Segment Start: Extract
Boeing lost another three orders on its embattled 737 MAX in September, and received no new commercial aircraft orders, as it continues to face ongoing recertification efforts and a string of Dreamliner manufacturing flaws.
The US planemaker delivered 11 aircraft in total in September, less than half the figure it achieved in the same month of last year, and one less than it delivered in August.
September’s figure brings the total number of deliveries in the first nine months of 2020 to 98 aircraft, down from 301 in the same period last year.
According to Boeing, the 11 September deliveries included one P-8 maritime patrol aircraft, as well as three converted freighters – a 747 to United Parcel Service, a 767 to FedEx and a 777 to Lufthansa Cargo.
The final seven deliveries were all 787 Dreamliners, with one headed for leasing company AerCap Holdings, three for United Airlines, two for Turkish Airlines and one 787-10 delivered to Taiwan’s EVA Air.
According to Boeing, the three lost 737 MAX orders in September include two jets originally intended for leasing company BOC Aviation, and the third jet from an unidentified customer.
From January to September 2020, the number of MAX orders that have been cancelled and removed from Boeing’s official backlog now stands at 1,006 aircraft.
According to Air Lease Corp executive chairman Steven Udvar-Házy, Boeing is set to see the largest inventory of built new aircraft in its 104-year history, “the number of cancellations is increasing literally by every week”.
“Boeing has to make some tough decisions by the end of the year on how to deal with this,” Udvar-Házy said.
Amid the ongoing work to recertify its embattled 737 MAX, which was grounded in 2019 following two fatal crashes, Boeing has also taken a hit due to a string of manufacturing errors reported in its alternative cash cow, the 787 Dreamliner.
This all adds to the financial pressure of the COVID-19 pandemic, which has significantly slowed demand for travel, and subsequently eradicated the need for new aircraft, with whole fleets sitting on the ground.
Segment End: Extract
• **What to work on**
**1.** Repeat the passage of the Boeing article between "According to Boeing, the 11" and "at 1,006 aircraft.", inclusive.
**2.** Using the Boeing article, decide whether each statement agrees with it, and back each yes or no with the deciding words quoted exactly: (a) Boeing delivered 11 aircraft in September. (b) United Airlines received all seven of the 787 Dreamliners delivered in September. (c) Boeing took in new commercial aircraft orders in September.
Segment Start: Source data
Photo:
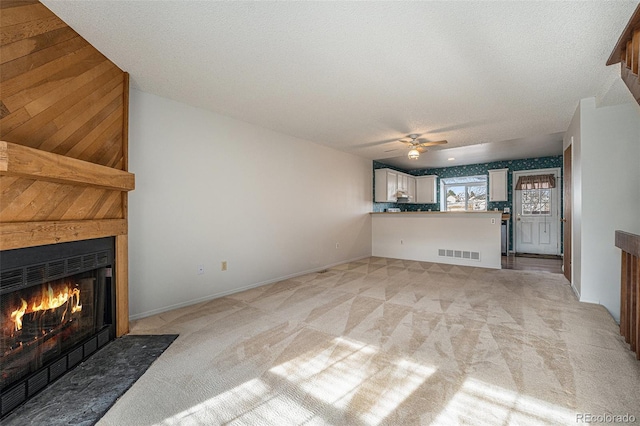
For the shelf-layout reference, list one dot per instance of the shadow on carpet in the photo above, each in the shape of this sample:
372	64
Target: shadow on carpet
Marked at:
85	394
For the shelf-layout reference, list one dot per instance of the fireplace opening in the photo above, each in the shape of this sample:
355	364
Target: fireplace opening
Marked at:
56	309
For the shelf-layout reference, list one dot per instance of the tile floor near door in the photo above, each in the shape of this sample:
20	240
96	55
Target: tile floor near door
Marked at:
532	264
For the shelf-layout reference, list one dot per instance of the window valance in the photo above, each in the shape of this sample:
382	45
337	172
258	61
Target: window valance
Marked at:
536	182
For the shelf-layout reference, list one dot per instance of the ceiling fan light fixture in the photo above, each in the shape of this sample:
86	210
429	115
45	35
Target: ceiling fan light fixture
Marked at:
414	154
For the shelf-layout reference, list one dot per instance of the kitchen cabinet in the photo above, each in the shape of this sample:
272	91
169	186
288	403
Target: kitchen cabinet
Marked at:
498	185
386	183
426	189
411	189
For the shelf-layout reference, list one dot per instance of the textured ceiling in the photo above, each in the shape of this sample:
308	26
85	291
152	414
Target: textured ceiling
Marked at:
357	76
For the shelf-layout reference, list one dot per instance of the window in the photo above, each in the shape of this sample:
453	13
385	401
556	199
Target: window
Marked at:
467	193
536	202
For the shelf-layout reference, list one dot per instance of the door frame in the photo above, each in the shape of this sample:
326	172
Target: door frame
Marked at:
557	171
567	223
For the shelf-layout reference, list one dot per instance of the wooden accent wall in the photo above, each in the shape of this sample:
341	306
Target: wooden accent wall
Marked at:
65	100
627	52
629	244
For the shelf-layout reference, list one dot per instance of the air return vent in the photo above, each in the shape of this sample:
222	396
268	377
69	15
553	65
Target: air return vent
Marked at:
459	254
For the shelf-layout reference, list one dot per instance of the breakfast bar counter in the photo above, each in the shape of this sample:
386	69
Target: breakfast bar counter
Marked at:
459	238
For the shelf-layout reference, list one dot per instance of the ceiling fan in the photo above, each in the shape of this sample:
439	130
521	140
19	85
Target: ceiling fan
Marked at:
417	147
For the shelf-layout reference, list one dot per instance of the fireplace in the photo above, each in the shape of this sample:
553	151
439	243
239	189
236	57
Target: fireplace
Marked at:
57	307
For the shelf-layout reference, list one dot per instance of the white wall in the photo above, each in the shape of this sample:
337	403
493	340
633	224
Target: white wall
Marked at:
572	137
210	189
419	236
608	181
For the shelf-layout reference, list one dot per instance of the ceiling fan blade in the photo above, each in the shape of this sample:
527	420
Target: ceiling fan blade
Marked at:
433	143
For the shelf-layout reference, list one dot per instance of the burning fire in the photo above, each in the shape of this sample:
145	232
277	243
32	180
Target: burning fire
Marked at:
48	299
Segment End: Source data
Segment Start: Source data
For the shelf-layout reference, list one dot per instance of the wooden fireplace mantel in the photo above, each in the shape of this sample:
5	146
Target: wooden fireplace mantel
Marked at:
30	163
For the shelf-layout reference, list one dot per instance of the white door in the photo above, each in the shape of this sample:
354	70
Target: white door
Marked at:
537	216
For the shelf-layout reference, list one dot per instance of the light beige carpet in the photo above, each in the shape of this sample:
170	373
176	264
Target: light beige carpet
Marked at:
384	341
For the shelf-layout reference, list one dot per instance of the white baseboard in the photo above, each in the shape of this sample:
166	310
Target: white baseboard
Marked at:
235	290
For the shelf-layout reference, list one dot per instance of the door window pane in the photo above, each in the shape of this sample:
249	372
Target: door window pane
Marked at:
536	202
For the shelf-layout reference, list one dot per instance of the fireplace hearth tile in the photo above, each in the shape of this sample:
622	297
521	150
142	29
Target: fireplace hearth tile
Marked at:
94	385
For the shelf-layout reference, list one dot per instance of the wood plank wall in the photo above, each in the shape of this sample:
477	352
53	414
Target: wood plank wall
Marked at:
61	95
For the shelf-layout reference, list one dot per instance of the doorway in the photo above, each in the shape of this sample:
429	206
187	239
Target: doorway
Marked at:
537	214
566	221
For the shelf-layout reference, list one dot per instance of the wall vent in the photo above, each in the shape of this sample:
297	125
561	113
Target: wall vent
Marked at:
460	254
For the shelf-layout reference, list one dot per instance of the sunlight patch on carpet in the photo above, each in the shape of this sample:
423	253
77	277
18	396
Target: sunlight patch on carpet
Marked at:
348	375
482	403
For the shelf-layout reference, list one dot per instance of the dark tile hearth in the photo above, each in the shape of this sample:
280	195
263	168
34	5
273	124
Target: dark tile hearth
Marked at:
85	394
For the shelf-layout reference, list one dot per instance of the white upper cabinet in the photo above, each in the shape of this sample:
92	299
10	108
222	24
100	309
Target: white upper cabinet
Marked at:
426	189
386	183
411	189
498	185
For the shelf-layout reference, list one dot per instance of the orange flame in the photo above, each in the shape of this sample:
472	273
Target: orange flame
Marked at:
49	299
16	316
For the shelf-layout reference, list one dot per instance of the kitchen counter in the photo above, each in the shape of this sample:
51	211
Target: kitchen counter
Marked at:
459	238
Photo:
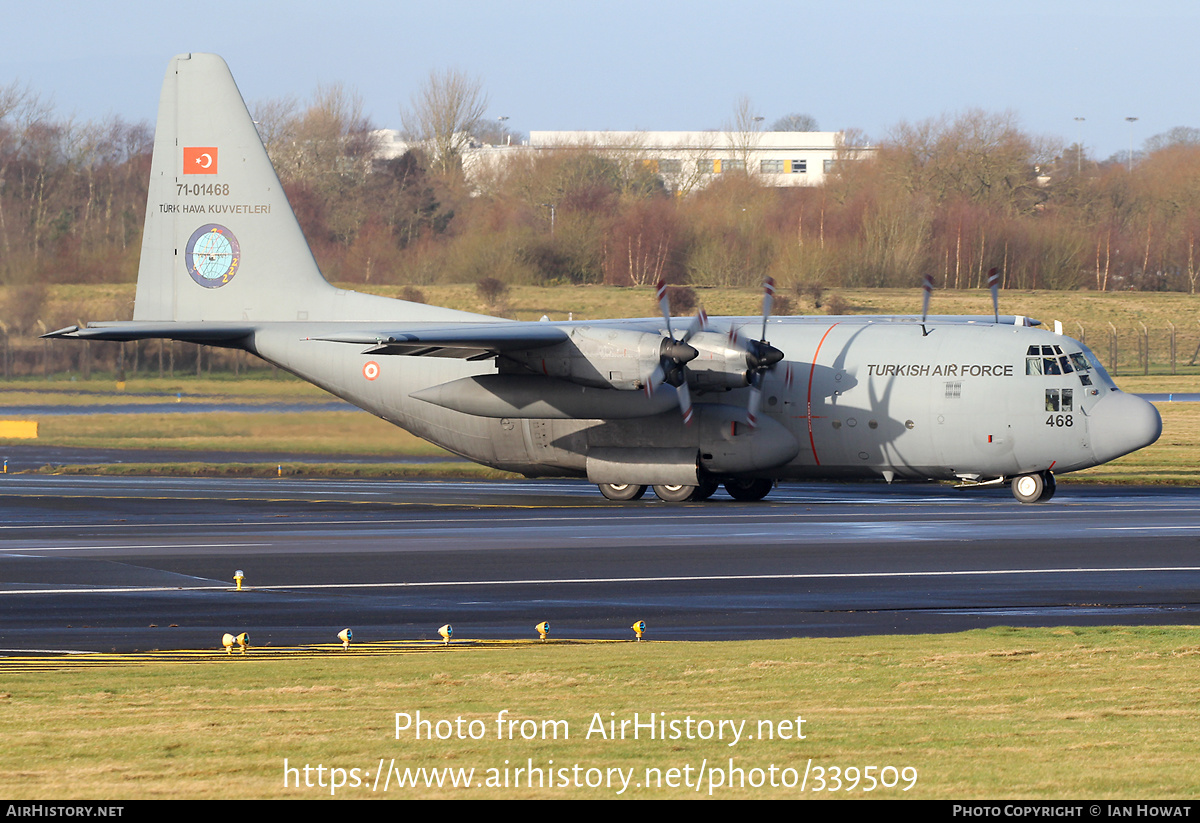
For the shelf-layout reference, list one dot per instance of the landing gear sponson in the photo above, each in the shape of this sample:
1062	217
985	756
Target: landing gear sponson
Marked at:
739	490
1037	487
Segment End: Source data
• **Written answers**
**1.**
According to Boeing, the 11 September deliveries included one P-8 maritime patrol aircraft, as well as three converted freighters – a 747 to United Parcel Service, a 767 to FedEx and a 777 to Lufthansa Cargo.
The final seven deliveries were all 787 Dreamliners, with one headed for leasing company AerCap Holdings, three for United Airlines, two for Turkish Airlines and one 787-10 delivered to Taiwan’s EVA Air.
According to Boeing, the three lost 737 MAX orders in September include two jets originally intended for leasing company BOC Aviation, and the third jet from an unidentified customer.
From January to September 2020, the number of MAX orders that have been cancelled and removed from Boeing’s official backlog now stands at 1,006 aircraft.

**2.**
(a) Yes: "The US planemaker delivered 11 aircraft in total in September"
(b) No: "three for United Airlines"
(c) No: "received no new commercial aircraft orders"